** BEGIN RECORDS PROVIDED **

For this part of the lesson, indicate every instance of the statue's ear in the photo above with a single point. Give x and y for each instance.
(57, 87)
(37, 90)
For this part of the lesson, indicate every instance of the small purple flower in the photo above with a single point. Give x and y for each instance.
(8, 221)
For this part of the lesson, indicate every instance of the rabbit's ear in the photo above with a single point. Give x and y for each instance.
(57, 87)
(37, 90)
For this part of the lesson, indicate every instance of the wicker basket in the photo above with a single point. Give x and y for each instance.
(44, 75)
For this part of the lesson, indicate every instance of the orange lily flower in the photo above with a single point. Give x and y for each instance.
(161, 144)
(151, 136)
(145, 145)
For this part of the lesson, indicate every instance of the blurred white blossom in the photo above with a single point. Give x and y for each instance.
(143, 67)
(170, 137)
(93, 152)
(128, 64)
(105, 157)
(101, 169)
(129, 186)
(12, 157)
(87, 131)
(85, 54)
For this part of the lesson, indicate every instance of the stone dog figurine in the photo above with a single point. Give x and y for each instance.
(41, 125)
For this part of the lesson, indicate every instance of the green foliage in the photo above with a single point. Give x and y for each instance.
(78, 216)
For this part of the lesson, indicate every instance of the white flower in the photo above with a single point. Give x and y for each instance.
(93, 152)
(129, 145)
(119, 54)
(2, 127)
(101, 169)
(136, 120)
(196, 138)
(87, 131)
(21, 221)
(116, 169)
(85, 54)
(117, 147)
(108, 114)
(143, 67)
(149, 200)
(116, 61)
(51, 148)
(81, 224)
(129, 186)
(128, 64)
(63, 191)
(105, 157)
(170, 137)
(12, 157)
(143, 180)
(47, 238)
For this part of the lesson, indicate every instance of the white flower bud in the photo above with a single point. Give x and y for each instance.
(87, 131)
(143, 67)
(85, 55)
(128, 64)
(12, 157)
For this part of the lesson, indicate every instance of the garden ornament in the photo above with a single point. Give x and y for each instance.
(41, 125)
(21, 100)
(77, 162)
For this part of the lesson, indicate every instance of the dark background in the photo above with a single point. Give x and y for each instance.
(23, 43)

** END RECORDS PROVIDED **

Starting with the line that contains "of the dark" and going on through the end of the entries, write those lines out again with the requests included. Multiply each coordinate in the answers by 1.65 and round it to a whole number, with halves rounding up.

* THE REPLY *
For this part of the lesson, indicate every instance of the dark background in the photo above with a single point. Give x and y for each instance.
(38, 71)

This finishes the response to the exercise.